The decline could prompt Hon Hai to write off NT$6.1 billion and Foxconn Technology Co. NT$3.1 billion this quarter, based on the original investment plan, according to estimates by Vincent Chen, an analyst at Yuanta Securities Co. in Taipei.
Sharp’s convertible bonds due September 2013 dropped to 87 percent of the notes’ face value.
“It’s disastrous for Sharp,” said Amir Anvarzadeh, Singapore-based manager for Asia equity sales at BGC. “Hon Hai has to increase its stake in Sharp to keep it alive. Or they could turn around and write it off.”
There’s no fixed timeline for when a new price will be agreed, and the original transaction has not been completed, Hsing said. Foxconn intends to proceed with its technology cooperation and taking an equity stake, he said.
Foxconn, a maker of computer casings, and its affiliates agreed to buy a 9.9 stake in Sharp. Gou invested 66 billion yen for a 37.6 percent stake in Sakai Display Products Corp., formerly known as Sharp Display and using the LCD industry’s most advanced technology.
Last month, the cost to insure Sharp’s debt against default in the short term outstripped that for the longer term for the first time, a signal investors have concerns about the company’s ability to repay debt.
The two-year contracts on Japan’s largest maker of liquid-crystal displays jumped 453.7 basis points since June to 941.9 basis points, while the five-year cost rose 295 to 897.7, according to CMA prices as of Aug. 2.
Sharp had a net loss of 138.4 billion yen in the three months ended June 30, widening from 49.3 billion yen a year earlier, the Osaka-based company said. The average of four analysts’ estimates compiled by Bloomberg was a loss of 76 billion yen.
The extra yield investors demand to own convertible bonds instead of government debt soared 489.4 basis points to a record 1,243.6 basis points, prices from the Tokyo Stock Exchange at 10:11 a.m. show.
Sharp has asked its lenders for a “back-up structure” to help the company raise long-term funds, Tetsuo Onishi, the senior managing director in charge of accounting, told reporters in Tokyo.
Sharp has 2 billion yen of bonds maturing later this month and about 200 billion yen of convertible bonds maturing in September 2013, according to data compiled by Bloomberg.
The prediction for further losses contrasts with Sony Corp.’s forecast of profit and Panasonic Corp.’s return to profit. Sony, the maker of Bravia TVs and PlayStation game machines reeling from four consecutive years of losses, reduced its full-year forecasts for net income, operating profit and sales yesterday, citing the slowing global economy and a stronger yen eroding its overseas earnings.
“I can’t be bullish on the Japanese consumer electronics makers,” said Ichiro Takamatsu, a fund manager at Tokyo-based Bayview Asset Management Co., which manages $2 billion. “I don’t see any promising products enough to spur their sales.”
Samsung Electronics Co., the world’s biggest TV maker, said last month that net income in the quarter ended June was 5.19 trillion won ($4.6 billion).

> [Stored records]:
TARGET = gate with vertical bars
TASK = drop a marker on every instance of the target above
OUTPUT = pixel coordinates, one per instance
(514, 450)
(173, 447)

> [EXERCISES TO COMPLETE]:
a) For each statement about the article on Sharp's losses, answer yes or no and quote the words of the article that decide it. (i) Sharp's net loss for the three months ended June 30 was larger than the average analyst estimate. (ii) Hsing said the original transaction has been completed. (iii) Sharp has convertible bonds maturing in September 2013.
b) According to the article on Sharp's losses, what net income did Samsung Electronics report for the quarter ended June?
c) Reproduce the stretch of the article on Sharp's losses from "Sharp’s convertible bonds" through "most advanced technology.".
The stored records have no connection to the article on Sharp's losses.

> [SOLUTIONS BY TASK]:
a)
(i) Yes: "Sharp had a net loss of 138.4 billion yen in the three months ended June 30" and "The average of four analysts’ estimates compiled by Bloomberg was a loss of 76 billion yen."
(ii) No: "the original transaction has not been completed, Hsing said."
(iii) Yes: "about 200 billion yen of convertible bonds maturing in September 2013"

b) 5.19 trillion won ($4.6 billion).

c)
Sharp’s convertible bonds due September 2013 dropped to 87 percent of the notes’ face value.
“It’s disastrous for Sharp,” said Amir Anvarzadeh, Singapore-based manager for Asia equity sales at BGC. “Hon Hai has to increase its stake in Sharp to keep it alive. Or they could turn around and write it off.”
There’s no fixed timeline for when a new price will be agreed, and the original transaction has not been completed, Hsing said. Foxconn intends to proceed with its technology cooperation and taking an equity stake, he said.
Foxconn, a maker of computer casings, and its affiliates agreed to buy a 9.9 stake in Sharp. Gou invested 66 billion yen for a 37.6 percent stake in Sakai Display Products Corp., formerly known as Sharp Display and using the LCD industry’s most advanced technology.